If a line in the material below has the string "cabinet", copy it out.

┄┄┄┄┄┄

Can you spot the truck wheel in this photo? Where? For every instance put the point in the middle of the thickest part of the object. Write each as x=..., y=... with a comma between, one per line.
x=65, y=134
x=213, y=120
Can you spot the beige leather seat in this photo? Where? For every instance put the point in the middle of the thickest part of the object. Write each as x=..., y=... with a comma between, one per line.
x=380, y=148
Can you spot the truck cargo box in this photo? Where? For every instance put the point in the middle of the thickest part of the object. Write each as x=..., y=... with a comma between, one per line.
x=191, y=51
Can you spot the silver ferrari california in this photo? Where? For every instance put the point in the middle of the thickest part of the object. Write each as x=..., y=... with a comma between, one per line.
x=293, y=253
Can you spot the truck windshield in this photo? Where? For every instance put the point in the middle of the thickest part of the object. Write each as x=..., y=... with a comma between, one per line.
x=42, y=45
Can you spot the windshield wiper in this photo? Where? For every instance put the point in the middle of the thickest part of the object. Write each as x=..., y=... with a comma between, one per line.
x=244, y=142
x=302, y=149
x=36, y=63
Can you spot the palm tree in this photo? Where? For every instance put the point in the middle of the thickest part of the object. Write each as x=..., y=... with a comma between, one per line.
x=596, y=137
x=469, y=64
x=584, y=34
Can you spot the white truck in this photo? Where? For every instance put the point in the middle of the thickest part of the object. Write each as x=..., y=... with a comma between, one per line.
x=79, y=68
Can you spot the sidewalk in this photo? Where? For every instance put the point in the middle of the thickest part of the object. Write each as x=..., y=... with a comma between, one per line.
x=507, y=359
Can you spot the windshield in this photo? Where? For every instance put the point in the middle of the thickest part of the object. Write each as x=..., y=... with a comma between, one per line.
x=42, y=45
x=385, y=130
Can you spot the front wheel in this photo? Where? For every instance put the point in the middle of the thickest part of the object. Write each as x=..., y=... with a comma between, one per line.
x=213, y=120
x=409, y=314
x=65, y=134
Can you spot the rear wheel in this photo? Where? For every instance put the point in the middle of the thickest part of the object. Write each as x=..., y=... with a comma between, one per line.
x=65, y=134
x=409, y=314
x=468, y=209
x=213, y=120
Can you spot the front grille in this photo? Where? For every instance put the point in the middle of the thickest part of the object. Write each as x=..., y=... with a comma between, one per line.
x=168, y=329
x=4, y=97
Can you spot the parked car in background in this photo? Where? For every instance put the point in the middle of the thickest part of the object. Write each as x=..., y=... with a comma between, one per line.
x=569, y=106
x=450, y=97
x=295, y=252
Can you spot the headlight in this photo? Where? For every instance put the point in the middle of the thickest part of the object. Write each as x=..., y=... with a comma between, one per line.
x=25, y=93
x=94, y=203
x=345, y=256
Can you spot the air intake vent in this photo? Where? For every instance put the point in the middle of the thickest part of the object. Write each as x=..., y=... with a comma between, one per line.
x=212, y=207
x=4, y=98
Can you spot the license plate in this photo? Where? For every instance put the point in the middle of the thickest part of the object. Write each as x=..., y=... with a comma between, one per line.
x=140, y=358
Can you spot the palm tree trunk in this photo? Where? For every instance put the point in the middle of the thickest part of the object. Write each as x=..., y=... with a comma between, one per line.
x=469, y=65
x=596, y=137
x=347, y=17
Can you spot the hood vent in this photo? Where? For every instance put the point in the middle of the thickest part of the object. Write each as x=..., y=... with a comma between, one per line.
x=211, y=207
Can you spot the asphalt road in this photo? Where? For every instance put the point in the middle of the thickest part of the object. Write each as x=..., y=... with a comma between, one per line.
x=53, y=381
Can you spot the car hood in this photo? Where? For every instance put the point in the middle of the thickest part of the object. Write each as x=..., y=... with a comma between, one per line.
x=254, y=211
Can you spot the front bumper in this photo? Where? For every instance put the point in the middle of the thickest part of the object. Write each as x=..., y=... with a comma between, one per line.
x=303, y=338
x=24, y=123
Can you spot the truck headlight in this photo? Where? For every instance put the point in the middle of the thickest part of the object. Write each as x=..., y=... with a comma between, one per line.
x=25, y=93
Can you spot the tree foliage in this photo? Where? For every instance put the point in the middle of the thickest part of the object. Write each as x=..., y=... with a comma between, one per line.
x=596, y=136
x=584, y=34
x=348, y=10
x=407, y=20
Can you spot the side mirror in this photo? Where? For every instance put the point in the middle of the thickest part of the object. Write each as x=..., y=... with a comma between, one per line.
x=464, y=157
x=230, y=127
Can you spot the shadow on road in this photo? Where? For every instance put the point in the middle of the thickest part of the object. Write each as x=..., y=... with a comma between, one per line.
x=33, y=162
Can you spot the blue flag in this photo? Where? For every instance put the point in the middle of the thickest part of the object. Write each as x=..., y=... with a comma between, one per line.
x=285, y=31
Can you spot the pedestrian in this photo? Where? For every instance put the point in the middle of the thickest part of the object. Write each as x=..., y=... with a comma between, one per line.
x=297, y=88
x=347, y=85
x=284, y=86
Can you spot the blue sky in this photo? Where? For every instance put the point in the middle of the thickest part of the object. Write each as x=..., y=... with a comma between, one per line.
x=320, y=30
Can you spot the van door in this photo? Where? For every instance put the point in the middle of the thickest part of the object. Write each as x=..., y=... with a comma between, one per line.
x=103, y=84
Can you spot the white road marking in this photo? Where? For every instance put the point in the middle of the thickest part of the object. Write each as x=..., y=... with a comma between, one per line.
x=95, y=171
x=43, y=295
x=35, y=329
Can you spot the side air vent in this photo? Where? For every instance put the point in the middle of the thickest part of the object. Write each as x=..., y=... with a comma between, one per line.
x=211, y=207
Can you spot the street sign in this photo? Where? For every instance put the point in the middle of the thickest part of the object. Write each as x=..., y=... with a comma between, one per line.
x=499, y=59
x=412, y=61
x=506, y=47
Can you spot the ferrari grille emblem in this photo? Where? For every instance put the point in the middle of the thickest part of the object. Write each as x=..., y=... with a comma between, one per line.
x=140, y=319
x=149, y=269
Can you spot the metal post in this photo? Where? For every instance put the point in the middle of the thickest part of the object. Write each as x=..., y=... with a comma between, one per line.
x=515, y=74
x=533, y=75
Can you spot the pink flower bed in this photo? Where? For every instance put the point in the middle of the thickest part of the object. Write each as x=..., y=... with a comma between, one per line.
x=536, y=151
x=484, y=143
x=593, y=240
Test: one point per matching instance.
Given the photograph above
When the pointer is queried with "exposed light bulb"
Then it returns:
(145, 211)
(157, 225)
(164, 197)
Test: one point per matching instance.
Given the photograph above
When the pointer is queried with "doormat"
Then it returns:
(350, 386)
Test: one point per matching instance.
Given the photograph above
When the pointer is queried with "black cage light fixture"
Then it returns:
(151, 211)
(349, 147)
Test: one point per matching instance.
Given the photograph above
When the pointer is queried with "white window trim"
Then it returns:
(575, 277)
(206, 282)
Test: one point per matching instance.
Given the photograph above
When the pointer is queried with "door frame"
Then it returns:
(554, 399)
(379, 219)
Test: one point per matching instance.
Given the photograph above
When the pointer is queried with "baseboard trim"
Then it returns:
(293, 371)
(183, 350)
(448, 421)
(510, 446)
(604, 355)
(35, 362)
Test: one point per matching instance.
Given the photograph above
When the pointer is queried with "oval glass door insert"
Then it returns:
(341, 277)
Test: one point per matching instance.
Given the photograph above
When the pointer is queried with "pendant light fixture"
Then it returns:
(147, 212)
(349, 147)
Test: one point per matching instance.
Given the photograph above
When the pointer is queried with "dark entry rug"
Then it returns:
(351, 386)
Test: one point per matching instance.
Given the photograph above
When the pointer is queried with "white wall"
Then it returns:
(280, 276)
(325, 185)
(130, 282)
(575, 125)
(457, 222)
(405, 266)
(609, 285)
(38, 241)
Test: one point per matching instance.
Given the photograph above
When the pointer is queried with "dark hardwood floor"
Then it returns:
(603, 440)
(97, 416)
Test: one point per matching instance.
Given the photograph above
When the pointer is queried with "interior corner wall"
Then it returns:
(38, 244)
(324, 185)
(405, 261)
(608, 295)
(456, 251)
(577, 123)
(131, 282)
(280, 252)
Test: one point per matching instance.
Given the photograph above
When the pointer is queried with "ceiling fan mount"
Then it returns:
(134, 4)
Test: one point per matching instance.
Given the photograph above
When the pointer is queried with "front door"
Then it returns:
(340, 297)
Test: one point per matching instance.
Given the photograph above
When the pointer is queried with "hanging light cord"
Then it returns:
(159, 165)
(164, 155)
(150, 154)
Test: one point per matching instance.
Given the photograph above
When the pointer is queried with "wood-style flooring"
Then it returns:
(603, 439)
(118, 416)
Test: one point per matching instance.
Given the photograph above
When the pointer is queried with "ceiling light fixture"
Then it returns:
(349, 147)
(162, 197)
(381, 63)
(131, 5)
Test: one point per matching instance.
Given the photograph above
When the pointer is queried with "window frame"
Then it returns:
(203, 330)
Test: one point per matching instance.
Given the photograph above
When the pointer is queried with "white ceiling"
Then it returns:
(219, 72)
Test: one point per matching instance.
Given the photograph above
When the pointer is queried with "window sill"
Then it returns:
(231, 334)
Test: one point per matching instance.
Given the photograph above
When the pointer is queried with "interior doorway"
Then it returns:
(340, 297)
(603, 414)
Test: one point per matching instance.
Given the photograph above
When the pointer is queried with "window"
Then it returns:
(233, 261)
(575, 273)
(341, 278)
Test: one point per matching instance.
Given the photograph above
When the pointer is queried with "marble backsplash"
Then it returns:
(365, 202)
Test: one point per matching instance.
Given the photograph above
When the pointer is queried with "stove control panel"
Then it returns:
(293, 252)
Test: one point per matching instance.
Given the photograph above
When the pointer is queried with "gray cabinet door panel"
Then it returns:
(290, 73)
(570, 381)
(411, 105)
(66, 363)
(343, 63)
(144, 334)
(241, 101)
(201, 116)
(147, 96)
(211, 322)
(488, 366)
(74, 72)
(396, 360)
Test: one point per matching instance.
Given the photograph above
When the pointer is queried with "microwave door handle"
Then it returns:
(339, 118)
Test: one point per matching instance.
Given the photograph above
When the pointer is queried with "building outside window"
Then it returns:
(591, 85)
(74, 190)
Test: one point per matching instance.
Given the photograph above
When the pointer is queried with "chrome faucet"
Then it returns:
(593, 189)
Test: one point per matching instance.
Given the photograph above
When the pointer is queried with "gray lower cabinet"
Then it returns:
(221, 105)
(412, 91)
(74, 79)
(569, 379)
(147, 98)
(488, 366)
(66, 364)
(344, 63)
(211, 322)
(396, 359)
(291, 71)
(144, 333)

┄┄┄┄┄┄

**THE COMPLETED TASK**:
When the pointer is queried with "gray cabinet door panel"
When the pointer is queried with "gray lower cabinet"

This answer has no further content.